* [TEXT EXCERPT]:

*** Block opens ***

The Shallowing of Our Minds
Recently my best
friend ruined my weekend. He grabbed from his shelf a book published last year
and said it might fit in with what I was writing. It was titled The Shallows: What the Internet is Doing to Our Brains.
I
had never read a non-fiction book in two sittings, but Nicholas Carr’s book I
just could not put down.
He
starts off with anecdotal evidence by Bruce Friedman, a pathologist at the
University of Michigan Medical School, who notes that since the switch from
reading printed material in the form of books to reading books on to the Net a
decade ago, he and many of his friends and associates have noticed a marked
lack of ability to concentrate. Losing the thread of their thoughts, they are
unable to handle not only attention demanding novels like War and Peace, but have even “lost the ability to read and absorb
a longish article.”
Surfing,
skimming along the surface of things, taking “information the way the Net
distributes it: in a swiftly moving stream of particles,” some of them worry
that they have become scatterbrains.
Carr
himself notes that, “the Net seems to be chipping away my capacity for
concentration and contemplation. I feel like I’m always dragging my wayward
brain back to the text. The deep reading that used to come naturally has become
a struggle.” And he goes on to lament the trend of the “calm, focused,
undistracted, linear mind being pushed aside by a new kind of mind that wants
and needs to take in and dole out information in short, disjointed, often
overlapping bursts—the faster, the better.”
He
describes the typical new mind as that of a former student body president at
Florida State University, a Rhodes scholar, who unabashedly states, “I don’t
read books . . . it’s not a good use of my time . . . I can go to Google and
absorb relevant information quickly.” And that from a philosophy major.
The
enormous difference between the two types of reading, Carr describes as
follows: “To read a book silently required the ability to concentrate intently
over a long period of time, to lose oneself in the pages . . . In the quiet
spaces opened up by the prolonged, undistracted reading of a book, people made
their own associations, drew their own inferences and analogies, fostered their
own ideas. They thought deeply as they read deeply . . . Quiet, solitary
research became a prerequisite for intellectual achievement. Originality of
thought and creativity of expression became the hallmarks of the model mind . .

*** Block closes ***

* [ENTRIES PROVIDED]:
*** Block opens ***

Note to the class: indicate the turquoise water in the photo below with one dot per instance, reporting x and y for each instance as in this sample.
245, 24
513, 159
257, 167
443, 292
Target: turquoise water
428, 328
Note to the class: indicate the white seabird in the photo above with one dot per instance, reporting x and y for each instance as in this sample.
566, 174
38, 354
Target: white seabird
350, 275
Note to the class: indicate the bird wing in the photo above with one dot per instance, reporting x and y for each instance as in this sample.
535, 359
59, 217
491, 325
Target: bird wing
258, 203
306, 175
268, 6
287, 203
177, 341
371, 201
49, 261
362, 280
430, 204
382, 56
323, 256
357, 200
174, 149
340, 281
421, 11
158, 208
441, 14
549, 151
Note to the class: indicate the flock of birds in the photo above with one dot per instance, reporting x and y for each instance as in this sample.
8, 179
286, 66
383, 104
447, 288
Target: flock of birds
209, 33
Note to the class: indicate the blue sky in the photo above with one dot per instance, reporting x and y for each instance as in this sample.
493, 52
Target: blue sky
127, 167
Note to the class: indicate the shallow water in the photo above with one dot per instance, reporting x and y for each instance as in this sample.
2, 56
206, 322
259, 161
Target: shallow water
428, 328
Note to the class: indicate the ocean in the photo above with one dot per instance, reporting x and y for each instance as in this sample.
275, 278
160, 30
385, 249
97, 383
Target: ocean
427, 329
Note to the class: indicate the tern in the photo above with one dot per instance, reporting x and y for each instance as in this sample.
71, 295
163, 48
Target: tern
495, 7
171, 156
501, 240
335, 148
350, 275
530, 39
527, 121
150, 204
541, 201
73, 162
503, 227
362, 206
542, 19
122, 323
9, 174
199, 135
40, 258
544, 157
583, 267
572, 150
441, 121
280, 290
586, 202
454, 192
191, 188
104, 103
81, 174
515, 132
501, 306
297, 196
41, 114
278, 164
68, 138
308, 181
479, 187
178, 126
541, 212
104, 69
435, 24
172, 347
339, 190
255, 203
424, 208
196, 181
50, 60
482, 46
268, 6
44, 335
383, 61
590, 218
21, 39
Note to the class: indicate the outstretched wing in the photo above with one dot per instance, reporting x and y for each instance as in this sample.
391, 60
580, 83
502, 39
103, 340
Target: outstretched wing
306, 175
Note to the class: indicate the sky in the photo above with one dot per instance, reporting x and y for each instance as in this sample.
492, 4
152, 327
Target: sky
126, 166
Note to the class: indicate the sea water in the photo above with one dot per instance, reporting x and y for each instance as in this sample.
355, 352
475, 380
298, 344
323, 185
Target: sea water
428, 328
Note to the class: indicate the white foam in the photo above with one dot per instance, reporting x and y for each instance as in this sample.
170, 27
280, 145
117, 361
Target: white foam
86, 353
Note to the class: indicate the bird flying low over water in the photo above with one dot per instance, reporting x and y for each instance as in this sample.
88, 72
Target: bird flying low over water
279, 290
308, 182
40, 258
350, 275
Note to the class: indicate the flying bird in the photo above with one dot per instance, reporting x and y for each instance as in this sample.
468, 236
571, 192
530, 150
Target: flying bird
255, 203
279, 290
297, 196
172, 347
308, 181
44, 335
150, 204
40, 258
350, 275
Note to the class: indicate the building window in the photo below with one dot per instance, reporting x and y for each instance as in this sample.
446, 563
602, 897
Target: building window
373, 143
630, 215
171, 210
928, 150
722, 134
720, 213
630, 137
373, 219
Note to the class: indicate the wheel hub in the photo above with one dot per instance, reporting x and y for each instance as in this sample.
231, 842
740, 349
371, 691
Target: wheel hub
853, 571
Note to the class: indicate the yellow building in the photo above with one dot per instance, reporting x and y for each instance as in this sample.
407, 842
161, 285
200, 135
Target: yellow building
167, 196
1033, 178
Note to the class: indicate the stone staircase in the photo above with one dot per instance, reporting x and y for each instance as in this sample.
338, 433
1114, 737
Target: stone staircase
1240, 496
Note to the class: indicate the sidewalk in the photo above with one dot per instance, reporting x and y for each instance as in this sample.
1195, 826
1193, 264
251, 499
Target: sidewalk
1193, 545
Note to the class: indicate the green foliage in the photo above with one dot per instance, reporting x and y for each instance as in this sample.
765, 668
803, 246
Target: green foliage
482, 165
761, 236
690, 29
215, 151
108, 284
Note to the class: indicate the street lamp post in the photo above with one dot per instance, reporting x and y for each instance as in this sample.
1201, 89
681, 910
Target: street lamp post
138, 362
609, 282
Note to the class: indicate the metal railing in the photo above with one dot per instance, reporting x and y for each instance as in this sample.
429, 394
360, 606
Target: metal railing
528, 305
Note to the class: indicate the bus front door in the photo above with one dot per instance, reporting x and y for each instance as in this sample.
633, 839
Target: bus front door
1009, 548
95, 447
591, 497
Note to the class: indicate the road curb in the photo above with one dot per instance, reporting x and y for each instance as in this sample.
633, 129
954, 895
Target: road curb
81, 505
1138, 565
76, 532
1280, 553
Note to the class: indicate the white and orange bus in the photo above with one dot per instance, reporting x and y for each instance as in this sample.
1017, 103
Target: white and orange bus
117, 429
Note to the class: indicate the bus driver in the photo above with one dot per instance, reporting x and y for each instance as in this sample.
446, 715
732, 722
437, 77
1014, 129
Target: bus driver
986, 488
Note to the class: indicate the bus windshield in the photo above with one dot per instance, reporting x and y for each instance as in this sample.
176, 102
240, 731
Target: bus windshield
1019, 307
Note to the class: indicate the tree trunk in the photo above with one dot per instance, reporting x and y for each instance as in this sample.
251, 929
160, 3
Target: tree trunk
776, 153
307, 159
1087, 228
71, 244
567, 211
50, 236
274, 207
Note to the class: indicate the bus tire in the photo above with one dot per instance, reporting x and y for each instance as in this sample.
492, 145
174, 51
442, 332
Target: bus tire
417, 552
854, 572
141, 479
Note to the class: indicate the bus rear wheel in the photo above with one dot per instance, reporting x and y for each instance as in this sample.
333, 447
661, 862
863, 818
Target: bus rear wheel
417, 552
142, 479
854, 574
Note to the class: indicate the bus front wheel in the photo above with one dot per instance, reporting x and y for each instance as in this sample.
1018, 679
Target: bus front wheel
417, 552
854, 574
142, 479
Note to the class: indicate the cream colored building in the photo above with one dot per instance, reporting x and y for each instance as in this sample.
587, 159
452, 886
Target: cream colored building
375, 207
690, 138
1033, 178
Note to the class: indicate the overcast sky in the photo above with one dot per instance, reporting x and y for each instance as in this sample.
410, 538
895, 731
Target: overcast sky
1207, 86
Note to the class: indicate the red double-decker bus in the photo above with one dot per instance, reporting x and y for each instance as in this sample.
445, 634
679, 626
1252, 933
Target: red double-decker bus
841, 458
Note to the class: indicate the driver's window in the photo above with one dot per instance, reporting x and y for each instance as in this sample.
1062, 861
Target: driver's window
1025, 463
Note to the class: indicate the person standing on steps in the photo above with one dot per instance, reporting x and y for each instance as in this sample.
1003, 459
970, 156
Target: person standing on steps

*** Block closes ***

* [EXERCISE INSTRUCTIONS]:
• 1. In the essay, what position does Bruce Friedman hold?
• 2. Return the passage of the essay between "The Shallowing of" and "not put down.", inclusive, copying it word for word.
Rely on the essay alone, without drawing on the data.

* [EXERCISE RESPONSES]:
• 1. He is a pathologist at the University of Michigan Medical School.

• 2.
The Shallowing of Our Minds
Recently my best
friend ruined my weekend. He grabbed from his shelf a book published last year
and said it might fit in with what I was writing. It was titled The Shallows: What the Internet is Doing to Our Brains.
I
had never read a non-fiction book in two sittings, but Nicholas Carr’s book I
just could not put down.